* _CHALLENGE_
Repeat verbatim the lines of the data below, beginning with the line containing "Task — mark the area" and continuing to the end.

[Excerpts from point annotation data]
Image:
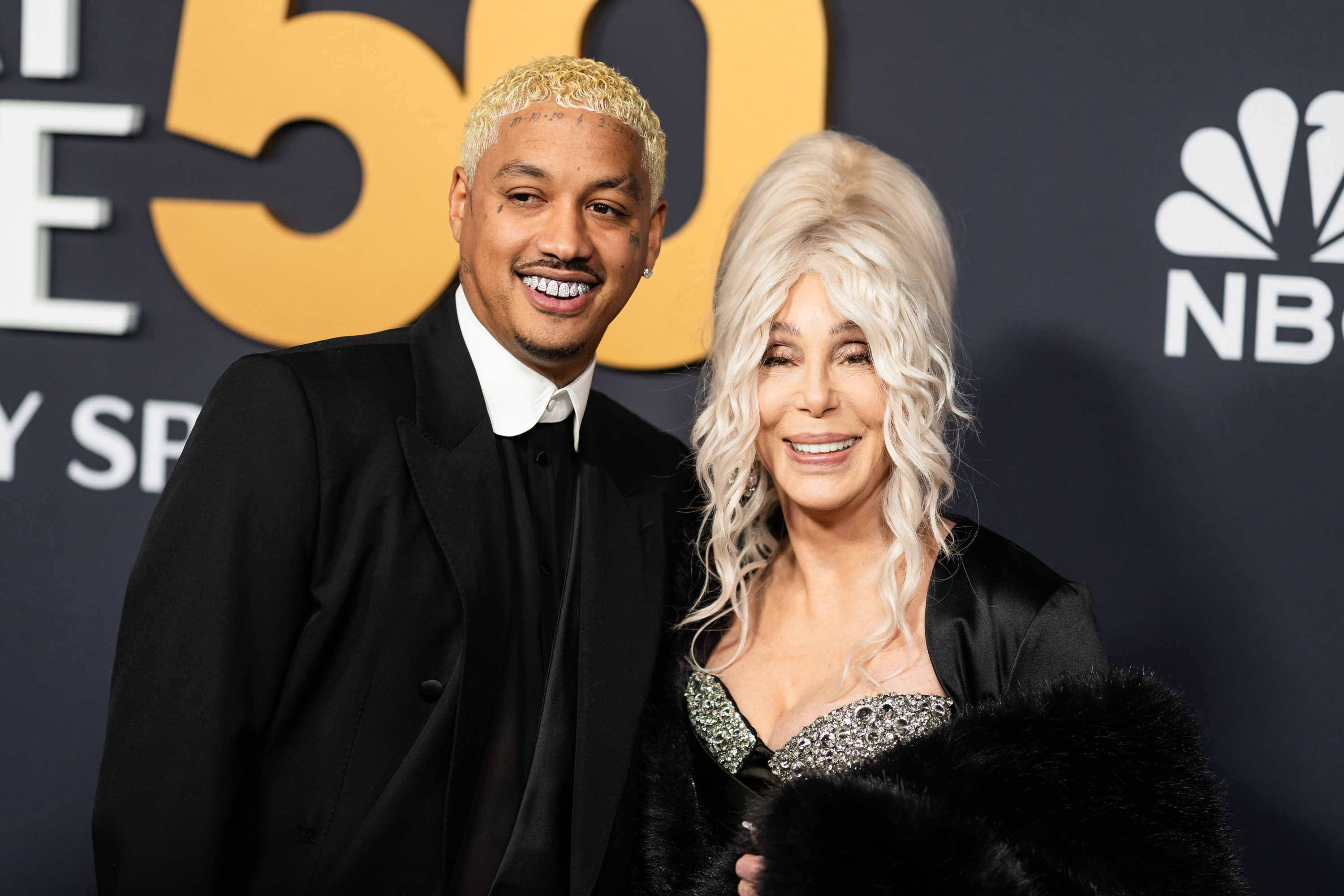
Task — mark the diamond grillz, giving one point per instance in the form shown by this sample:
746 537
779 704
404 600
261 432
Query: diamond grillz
824 448
557 288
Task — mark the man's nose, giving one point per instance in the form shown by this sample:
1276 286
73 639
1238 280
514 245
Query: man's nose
565 234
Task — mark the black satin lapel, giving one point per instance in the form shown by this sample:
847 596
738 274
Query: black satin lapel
455 465
620 605
449 404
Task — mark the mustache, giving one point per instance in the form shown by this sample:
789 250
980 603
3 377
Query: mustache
556 264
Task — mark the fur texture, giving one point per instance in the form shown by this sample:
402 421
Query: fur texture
1093 785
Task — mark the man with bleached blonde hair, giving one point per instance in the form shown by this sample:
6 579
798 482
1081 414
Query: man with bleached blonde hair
394 620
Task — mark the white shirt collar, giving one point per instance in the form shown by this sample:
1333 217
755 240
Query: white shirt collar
517 397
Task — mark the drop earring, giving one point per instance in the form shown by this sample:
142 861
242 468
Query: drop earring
753 481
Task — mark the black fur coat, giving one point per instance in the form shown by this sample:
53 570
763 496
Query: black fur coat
1092 785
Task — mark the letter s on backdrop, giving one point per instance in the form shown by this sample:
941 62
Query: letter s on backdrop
245 68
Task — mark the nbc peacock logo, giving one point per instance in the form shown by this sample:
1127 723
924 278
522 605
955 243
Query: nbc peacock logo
1237 211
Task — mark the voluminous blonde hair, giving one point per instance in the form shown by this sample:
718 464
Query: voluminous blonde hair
577 84
870 230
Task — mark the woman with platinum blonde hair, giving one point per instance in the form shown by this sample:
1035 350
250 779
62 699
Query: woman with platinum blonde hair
867 694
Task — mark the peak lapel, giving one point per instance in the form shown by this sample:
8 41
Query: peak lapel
453 462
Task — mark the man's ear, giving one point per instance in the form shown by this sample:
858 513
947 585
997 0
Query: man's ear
459 201
655 241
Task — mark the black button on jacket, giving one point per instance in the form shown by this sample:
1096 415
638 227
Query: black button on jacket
330 548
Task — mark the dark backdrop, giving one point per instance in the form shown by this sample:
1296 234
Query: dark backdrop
1199 497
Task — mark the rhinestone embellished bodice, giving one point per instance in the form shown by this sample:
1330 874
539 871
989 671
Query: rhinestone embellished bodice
840 739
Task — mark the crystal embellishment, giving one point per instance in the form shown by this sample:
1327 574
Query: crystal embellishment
842 739
718 722
861 731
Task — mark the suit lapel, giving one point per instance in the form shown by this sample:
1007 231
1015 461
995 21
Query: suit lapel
455 465
620 606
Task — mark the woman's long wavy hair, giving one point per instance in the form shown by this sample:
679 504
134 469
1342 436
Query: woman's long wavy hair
862 222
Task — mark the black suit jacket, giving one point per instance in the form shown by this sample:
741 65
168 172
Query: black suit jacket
332 538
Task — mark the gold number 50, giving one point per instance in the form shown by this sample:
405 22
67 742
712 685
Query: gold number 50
245 68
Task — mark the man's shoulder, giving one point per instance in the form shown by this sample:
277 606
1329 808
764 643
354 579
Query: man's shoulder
349 366
638 444
383 342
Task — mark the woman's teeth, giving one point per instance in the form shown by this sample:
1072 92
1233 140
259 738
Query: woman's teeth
557 288
823 448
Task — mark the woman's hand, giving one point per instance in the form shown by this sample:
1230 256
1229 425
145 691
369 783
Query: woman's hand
749 868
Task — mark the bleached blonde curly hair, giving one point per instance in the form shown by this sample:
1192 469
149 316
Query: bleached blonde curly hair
577 84
870 230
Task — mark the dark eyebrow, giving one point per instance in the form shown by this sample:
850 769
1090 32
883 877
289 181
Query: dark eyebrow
628 185
521 170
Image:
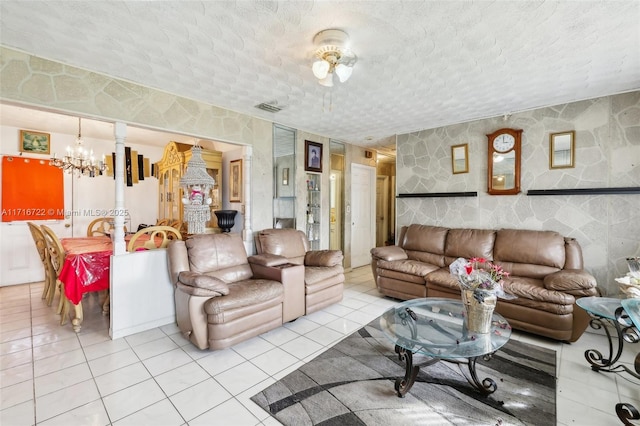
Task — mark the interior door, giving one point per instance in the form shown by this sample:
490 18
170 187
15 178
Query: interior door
382 210
363 204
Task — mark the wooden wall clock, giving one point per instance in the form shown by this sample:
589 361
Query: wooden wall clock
504 162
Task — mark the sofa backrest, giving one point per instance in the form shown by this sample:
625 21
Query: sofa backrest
290 243
424 243
468 243
219 255
529 253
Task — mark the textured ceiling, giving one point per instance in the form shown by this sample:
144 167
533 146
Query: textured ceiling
421 64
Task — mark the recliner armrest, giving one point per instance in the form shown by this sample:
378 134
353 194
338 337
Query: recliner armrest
267 259
204 282
389 253
323 258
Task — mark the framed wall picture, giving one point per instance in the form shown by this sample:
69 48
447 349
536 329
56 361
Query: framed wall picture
460 158
312 156
35 142
235 181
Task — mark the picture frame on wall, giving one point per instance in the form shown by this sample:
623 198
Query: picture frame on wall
235 181
312 156
35 142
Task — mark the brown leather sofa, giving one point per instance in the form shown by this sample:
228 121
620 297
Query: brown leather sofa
222 297
546 273
323 271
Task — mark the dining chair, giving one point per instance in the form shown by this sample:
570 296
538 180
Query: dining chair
56 256
101 226
155 237
49 273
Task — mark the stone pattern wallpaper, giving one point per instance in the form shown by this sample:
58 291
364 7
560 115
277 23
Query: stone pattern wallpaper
607 154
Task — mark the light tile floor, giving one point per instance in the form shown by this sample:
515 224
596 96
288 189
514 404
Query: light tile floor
51 375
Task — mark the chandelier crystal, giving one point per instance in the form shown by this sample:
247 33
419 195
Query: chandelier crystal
333 57
78 160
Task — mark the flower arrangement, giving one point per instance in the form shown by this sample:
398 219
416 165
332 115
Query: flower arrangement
483 281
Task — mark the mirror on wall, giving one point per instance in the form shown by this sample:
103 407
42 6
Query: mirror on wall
284 172
561 150
460 158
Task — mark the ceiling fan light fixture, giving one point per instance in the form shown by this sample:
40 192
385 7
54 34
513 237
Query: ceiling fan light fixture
321 68
327 81
333 56
343 72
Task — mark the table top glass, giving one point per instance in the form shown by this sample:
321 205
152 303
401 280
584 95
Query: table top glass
435 327
632 308
604 307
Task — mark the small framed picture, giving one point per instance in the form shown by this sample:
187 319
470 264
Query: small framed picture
235 181
312 156
35 142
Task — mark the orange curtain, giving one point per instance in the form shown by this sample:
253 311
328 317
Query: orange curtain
31 189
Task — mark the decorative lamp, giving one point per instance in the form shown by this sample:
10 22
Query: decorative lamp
78 160
196 186
333 56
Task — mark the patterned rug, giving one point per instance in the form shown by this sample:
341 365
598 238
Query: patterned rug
352 383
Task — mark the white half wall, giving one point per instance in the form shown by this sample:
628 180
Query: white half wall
141 293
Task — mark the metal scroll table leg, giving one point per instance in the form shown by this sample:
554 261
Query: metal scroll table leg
403 384
485 386
627 412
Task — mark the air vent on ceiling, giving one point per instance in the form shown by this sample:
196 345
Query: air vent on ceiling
272 107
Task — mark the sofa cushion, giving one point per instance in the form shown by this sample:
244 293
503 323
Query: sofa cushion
532 247
203 281
411 267
219 255
323 258
469 243
316 274
570 279
289 243
250 296
425 238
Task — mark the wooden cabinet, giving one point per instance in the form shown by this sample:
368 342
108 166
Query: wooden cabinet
171 168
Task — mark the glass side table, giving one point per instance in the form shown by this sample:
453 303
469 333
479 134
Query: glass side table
626 411
607 311
434 327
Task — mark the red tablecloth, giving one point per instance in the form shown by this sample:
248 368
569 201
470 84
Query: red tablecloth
86 266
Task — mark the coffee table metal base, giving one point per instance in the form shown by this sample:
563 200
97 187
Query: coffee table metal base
485 386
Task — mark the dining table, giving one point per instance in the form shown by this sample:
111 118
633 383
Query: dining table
86 269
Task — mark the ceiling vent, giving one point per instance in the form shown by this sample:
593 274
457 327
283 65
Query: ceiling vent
272 107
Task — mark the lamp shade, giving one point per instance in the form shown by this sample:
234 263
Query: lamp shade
320 68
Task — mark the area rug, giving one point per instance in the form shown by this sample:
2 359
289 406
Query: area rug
352 383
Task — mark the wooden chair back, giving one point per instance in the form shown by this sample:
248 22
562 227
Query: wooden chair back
159 237
56 252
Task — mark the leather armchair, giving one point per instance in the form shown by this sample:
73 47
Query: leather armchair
220 299
323 270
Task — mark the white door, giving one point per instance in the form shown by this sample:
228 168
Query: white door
363 214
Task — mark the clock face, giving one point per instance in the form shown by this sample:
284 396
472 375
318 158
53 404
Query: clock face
504 142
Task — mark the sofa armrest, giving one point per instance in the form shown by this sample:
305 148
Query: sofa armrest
389 253
323 258
570 280
267 259
208 286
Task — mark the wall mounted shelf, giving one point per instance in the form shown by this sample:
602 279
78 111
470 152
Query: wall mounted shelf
586 191
438 194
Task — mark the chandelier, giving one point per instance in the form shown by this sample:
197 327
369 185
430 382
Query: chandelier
196 186
79 161
333 56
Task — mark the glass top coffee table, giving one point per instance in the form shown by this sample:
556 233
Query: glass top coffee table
434 327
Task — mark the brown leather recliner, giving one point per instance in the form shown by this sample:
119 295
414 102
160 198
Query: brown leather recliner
323 270
222 297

* _THE OUTPUT_
Task — mark the area rug, giving one point per instance in the form shown by this sample:
2 359
289 406
Query: area rug
352 383
Task — mark the wooden chair back, giving one point per instance in the form shown by this sample:
248 22
562 227
Query: wooden chair back
159 237
56 252
Task — mark the leather armchair, giving one point per instance in the form shown by this sample:
73 47
Query: leather armchair
220 299
323 270
Task — mark the white door, giving one point per instance in the form shown by this sample:
228 168
Query: white door
363 214
Task — mark the clock face, giving one point per instance in the form shown by this sample:
284 396
472 375
318 158
53 404
Query: clock face
504 142
Task — mark the sofa armrest, giving one point per instance in the form shown by this sample:
305 148
Query: sofa armrest
389 253
323 258
570 280
267 259
208 286
Task — mark the wall mounted shelf, giving one point per instance in the form shown by this sample:
602 279
78 111
470 152
Query: wall mounted shelf
586 191
438 194
Task — mark the chandelier, giving one point per instance in the form shown by this sample:
197 327
369 185
430 382
Query: chandelier
196 186
79 161
333 56
Task — mark the glass top coffee table, giving one point per instance in the form shown by this sample:
556 233
Query: glass top coffee table
434 327
Task — mark the brown leather recliner, giving one point per instance in the form shown by this sample:
119 295
414 102
160 198
Query: brown leather recliner
323 270
222 297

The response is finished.